### TASK REQUIREMENTS
Your reply should reproduce the data below without a single alteration, apart from dropping the images.

### DATA LISTING
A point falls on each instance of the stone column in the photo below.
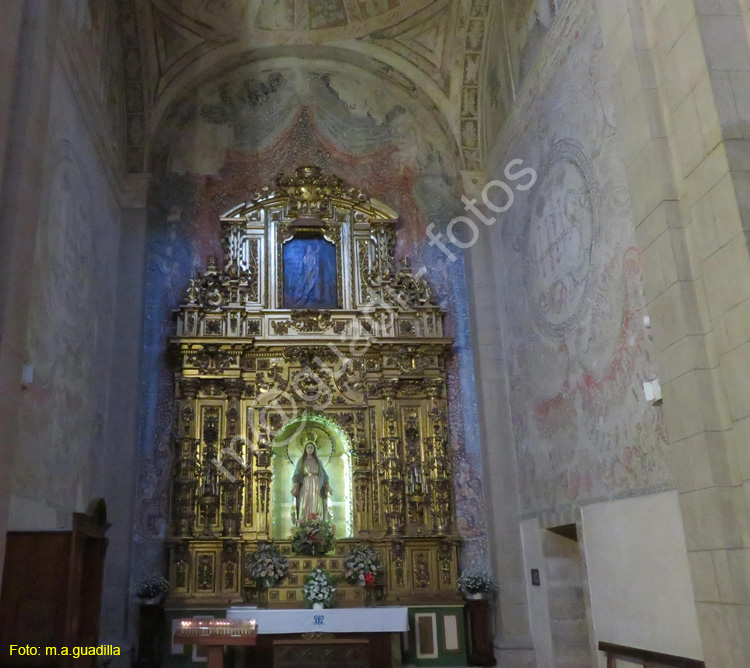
(28, 37)
(679, 72)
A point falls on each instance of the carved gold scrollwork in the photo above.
(310, 192)
(205, 572)
(421, 562)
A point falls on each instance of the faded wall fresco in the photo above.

### ANSWER SECTION
A point falls on each instance of the stone column in the photo below.
(28, 37)
(679, 72)
A point falls on each instance of the carved gold scrollwork in the photo above.
(310, 192)
(205, 572)
(421, 562)
A point falls on each instance of the faded wall fresco in the photo above.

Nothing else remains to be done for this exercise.